# [Text]
Kevin Slatter, managing director of G2 Data Dynamics, argues that brands that use data for customer insight and not simply to address operational concerns will prove the real winners in the long-term.
We live in an age where brands have access to a previously unimaginable amount of information about customers.
Emerging technologies and increasing numbers of media channels, if implemented to their full potential, can provide a wealth of data to help brands understand their audience and determine exactly what they want from the brand and how they should be communicated with.
In theory, today’s environment is a dream scenario for brands wanting to know their customers better.
So it’s frustrating that so many brands are not taking up the opportunity. It’s astonishing how little companies really know about their customers: what motivates their behaviour, who is about to lapse, who is the most valuable (past and future) and how do they prefer to be contacted, for what, when and how often?
Collating and acting on this knowledge can make a huge difference to the success of a brand and can also vastly improve the relationships they have with their consumers. As we all know in life, if there is a problem, it’s far better to discuss it and find a solution than to bury your head in the sand and pretend that it will go away. So why are so many brands finding the sand when it comes to understanding their customers?
The problem all lies in the approach: too many brand marketers still cling to the idea that sales should be seen from a purely operational point of view. Brands know how many customers are joining and leaving but these figures are regarded clinically and without analysis; simply statistics on a board report.
It’s time that brands, aided by their marketing agencies, look at the reasons behind these figures and start using all the technology and insight available to them to prevent the mistakes and build on the successes.

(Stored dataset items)
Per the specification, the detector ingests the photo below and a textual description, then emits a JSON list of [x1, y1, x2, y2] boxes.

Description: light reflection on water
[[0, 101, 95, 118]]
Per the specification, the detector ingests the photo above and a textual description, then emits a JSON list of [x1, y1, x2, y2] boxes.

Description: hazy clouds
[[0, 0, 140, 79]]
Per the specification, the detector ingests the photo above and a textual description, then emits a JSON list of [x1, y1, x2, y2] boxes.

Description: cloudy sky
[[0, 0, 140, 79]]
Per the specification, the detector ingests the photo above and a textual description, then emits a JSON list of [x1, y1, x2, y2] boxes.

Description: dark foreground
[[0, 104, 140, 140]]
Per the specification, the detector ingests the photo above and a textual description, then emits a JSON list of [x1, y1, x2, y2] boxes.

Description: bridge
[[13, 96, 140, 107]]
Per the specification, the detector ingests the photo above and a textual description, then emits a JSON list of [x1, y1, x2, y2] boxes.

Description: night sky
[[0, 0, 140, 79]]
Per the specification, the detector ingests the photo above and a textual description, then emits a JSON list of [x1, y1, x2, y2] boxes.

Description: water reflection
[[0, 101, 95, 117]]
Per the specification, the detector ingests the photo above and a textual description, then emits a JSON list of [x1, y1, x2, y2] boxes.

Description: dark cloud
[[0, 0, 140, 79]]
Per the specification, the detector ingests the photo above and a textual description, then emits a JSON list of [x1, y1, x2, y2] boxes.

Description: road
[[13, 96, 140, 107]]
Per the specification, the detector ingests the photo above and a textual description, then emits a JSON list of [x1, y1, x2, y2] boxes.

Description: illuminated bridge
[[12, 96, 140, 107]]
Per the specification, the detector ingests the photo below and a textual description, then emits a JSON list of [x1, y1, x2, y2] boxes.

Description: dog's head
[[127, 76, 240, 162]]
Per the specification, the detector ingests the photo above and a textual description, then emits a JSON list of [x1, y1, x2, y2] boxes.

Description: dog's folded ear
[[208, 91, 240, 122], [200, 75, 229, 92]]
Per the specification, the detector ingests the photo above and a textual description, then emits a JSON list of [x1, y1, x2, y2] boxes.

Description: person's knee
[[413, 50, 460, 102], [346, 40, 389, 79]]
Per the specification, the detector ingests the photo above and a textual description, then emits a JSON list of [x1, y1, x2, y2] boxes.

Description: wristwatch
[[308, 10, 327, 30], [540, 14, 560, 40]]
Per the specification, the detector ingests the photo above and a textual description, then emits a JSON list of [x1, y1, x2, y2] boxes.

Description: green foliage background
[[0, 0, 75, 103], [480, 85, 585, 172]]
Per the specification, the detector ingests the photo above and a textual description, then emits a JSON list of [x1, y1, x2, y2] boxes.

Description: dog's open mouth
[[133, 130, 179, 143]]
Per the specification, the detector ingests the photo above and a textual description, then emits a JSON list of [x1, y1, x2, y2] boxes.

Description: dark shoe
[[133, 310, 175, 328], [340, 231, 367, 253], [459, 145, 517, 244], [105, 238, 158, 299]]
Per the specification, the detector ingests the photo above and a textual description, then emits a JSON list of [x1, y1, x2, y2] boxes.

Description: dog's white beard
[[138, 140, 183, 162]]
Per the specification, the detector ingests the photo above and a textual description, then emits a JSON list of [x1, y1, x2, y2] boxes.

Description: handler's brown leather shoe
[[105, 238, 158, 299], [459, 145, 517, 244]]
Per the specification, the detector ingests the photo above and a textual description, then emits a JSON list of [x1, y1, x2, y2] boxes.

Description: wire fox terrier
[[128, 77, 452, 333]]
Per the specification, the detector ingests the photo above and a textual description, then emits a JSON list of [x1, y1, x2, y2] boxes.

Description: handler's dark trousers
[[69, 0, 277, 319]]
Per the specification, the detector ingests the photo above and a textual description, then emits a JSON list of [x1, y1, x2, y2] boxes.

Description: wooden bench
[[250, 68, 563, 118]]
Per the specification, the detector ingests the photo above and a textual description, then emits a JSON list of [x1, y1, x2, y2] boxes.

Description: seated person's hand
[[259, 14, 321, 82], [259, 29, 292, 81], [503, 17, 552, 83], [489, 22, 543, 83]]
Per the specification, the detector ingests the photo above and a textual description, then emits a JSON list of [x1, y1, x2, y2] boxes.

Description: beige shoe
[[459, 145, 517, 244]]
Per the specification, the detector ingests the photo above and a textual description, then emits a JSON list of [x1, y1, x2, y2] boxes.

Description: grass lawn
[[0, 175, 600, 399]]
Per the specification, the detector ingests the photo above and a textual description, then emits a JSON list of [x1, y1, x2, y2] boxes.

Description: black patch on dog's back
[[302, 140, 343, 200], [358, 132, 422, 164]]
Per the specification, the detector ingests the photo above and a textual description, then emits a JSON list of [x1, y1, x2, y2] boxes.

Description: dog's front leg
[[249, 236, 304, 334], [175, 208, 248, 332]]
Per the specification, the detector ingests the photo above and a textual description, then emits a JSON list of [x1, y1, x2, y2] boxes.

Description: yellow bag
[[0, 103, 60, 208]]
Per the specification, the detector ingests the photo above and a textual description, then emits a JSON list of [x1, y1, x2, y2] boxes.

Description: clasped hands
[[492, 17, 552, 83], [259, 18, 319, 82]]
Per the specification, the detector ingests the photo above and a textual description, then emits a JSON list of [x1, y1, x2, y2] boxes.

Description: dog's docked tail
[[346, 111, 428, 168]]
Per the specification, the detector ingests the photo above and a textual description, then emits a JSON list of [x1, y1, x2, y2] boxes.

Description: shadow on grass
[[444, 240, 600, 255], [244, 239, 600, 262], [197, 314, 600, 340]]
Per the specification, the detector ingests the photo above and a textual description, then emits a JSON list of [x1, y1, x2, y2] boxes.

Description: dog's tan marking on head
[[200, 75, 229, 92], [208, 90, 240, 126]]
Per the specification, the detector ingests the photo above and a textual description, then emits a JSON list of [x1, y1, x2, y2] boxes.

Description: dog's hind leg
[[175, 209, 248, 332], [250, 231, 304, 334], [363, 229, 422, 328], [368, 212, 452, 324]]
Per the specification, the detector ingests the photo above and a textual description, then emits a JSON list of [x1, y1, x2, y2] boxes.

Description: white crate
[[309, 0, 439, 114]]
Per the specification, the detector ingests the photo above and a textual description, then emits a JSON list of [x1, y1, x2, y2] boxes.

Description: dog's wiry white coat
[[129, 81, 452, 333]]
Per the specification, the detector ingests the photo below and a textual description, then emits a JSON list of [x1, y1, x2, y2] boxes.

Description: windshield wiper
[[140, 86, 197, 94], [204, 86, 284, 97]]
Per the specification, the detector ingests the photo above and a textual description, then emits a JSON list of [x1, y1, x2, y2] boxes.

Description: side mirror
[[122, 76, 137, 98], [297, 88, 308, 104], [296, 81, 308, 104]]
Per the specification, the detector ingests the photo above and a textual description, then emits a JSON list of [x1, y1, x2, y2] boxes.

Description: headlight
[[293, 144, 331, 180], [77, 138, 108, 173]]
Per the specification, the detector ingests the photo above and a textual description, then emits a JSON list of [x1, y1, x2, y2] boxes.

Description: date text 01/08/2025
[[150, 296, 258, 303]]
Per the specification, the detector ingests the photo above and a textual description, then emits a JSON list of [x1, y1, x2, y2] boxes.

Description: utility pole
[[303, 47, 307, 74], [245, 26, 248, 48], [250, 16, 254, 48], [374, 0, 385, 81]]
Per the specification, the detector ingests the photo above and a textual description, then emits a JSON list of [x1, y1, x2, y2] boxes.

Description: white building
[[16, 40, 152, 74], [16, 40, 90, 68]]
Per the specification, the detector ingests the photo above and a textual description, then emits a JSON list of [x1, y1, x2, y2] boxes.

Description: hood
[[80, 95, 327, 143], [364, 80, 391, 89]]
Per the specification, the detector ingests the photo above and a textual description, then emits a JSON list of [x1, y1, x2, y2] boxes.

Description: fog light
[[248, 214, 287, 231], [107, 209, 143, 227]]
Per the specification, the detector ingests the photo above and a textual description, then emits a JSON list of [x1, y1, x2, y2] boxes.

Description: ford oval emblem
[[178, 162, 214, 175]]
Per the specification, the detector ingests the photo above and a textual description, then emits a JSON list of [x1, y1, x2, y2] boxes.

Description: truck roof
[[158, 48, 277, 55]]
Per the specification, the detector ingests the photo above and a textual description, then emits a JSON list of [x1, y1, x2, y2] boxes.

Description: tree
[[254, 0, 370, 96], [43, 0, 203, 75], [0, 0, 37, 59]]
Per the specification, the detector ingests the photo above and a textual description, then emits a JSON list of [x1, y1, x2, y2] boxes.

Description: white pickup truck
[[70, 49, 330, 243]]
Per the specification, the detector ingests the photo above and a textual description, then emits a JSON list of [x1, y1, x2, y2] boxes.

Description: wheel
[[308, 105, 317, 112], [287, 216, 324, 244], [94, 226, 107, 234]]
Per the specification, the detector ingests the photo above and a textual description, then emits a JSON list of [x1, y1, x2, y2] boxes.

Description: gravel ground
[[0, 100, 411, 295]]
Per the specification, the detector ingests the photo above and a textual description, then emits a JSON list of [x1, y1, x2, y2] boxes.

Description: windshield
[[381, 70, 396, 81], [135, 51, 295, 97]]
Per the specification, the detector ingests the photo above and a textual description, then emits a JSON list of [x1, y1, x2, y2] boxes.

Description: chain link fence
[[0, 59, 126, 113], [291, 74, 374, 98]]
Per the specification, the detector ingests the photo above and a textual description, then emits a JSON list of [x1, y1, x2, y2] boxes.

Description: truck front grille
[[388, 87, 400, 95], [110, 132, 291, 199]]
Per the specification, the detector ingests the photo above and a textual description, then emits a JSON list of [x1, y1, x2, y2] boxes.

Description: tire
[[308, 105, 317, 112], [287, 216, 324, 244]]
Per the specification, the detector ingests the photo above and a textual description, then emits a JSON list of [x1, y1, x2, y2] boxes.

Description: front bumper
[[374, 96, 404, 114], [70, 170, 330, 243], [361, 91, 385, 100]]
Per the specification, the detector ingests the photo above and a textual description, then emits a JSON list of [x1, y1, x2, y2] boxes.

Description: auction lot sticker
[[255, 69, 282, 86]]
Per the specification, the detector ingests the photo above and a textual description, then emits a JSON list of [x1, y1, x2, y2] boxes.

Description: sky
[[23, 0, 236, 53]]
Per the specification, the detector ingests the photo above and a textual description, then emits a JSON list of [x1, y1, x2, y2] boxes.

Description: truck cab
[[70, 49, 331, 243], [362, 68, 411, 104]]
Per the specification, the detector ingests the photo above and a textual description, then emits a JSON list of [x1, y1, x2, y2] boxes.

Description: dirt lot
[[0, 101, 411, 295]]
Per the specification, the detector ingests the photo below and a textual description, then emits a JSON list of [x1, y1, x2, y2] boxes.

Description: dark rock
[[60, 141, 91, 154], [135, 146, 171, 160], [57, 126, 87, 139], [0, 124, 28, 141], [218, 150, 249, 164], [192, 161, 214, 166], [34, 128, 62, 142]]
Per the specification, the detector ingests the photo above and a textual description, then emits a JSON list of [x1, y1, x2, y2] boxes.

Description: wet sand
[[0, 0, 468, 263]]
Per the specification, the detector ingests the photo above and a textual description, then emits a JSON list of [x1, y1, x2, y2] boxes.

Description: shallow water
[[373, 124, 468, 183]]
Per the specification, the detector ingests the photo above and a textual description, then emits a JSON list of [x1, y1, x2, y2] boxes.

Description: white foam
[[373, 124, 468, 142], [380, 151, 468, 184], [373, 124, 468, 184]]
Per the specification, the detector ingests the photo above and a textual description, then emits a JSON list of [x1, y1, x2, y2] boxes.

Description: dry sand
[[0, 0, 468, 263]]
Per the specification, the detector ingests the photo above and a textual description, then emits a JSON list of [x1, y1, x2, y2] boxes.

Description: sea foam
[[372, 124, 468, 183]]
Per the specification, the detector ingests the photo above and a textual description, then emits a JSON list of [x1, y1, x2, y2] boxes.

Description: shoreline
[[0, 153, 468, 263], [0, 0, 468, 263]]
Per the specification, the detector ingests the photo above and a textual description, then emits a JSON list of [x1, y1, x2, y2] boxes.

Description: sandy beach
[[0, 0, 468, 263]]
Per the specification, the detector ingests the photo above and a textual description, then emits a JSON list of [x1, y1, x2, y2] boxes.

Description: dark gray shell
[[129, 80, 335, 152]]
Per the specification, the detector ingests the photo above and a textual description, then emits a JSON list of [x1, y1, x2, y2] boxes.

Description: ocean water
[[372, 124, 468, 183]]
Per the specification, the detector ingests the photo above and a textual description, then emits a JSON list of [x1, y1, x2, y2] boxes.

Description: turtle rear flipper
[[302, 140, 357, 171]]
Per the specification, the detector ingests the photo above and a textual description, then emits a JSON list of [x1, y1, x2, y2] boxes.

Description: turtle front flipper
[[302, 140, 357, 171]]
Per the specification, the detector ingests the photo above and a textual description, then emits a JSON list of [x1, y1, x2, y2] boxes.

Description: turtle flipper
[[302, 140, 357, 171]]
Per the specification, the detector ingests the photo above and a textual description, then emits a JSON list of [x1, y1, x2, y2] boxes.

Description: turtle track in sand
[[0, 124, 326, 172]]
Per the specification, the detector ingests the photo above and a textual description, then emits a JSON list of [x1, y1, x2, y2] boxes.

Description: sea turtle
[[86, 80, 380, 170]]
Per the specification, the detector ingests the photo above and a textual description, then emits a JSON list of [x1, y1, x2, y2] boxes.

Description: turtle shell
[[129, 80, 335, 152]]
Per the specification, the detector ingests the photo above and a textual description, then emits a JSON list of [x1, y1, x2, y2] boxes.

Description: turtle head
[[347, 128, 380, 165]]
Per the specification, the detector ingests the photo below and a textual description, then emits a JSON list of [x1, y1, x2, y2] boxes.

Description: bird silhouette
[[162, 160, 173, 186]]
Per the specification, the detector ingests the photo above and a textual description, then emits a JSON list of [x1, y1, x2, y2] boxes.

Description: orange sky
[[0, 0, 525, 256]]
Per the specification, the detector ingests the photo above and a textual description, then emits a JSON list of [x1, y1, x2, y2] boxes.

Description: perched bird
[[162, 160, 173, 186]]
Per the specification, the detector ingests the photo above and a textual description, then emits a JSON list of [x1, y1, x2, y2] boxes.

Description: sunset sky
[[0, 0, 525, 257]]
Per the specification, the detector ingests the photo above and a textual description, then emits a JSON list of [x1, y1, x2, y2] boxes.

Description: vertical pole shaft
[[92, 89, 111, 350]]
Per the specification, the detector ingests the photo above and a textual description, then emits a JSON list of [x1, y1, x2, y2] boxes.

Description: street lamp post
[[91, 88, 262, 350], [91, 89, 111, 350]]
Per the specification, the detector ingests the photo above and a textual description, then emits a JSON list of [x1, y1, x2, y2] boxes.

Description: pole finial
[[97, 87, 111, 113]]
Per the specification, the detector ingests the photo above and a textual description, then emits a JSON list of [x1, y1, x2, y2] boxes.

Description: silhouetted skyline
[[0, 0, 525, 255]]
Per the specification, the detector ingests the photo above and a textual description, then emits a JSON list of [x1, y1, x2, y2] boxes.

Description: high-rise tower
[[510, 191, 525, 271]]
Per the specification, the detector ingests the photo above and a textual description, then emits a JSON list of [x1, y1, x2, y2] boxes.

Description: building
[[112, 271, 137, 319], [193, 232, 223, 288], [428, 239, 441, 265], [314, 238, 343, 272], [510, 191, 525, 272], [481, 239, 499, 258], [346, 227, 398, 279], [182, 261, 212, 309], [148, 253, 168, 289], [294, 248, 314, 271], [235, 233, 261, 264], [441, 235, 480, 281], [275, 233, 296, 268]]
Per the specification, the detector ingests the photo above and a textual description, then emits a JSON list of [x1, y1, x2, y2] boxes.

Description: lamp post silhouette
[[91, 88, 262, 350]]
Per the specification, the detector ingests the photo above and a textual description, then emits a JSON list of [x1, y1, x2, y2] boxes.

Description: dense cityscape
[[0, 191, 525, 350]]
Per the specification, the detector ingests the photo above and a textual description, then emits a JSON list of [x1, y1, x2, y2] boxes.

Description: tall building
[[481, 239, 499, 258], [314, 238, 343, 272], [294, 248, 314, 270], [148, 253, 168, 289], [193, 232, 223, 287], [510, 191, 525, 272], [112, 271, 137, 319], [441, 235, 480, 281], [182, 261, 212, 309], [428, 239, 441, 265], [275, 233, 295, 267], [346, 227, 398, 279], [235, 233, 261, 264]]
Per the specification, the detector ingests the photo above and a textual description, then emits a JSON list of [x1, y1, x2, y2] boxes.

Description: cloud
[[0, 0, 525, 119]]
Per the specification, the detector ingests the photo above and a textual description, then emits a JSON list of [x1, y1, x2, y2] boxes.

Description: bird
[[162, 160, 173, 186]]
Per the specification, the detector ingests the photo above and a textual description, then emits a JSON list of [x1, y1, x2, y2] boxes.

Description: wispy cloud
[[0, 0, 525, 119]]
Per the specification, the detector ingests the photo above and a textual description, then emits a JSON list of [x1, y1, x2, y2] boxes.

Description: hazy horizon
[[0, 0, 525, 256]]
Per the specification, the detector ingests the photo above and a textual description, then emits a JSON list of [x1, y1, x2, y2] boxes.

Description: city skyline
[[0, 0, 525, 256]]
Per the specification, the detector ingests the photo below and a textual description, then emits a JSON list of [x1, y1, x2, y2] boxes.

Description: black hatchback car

# [Activity list]
• A. Reproduce the stretch of the customer data article from "Kevin Slatter, managing" through "information about customers.".
• B. Write the next part of the customer data article, picking up after its final sentence.

# [Answers by item]
• A.
Kevin Slatter, managing director of G2 Data Dynamics, argues that brands that use data for customer insight and not simply to address operational concerns will prove the real winners in the long-term.
We live in an age where brands have access to a previously unimaginable amount of information about customers.

• B.
So how is this achieved? In this constantly connected environment, data is accumulated on individuals through multiple touch-points on and off-line. This information can then be continually updated in real time, building accurate and dynamic profiles of each consumer.
This data is a marketing gold mine, enabling marketers to track trends, patterns in spending, and preferred media channels. If you are able to see what consumers have responded to in the past and why, it’s easier to predict what they are likely to respond to in the future.
Simply by assessing media channel preference amongst various demographics would be enough of a lead to ensure the right consumers are being reached with relevant communication and information.
Once brands start utilising this data and making a part of their marketing processes, it will become clear where their focus needs to lie. Using this insight, unhappy customers can be listened to and placated, happy ones can be thanked and rewarded, and brands can make sure they are using the correct communication channels and techniques to talk to those interested in their products and services.
Brands that realise that power and opportunity lies with the customer experience and not the operations team are those who will gain the trust of both their consumers and their board.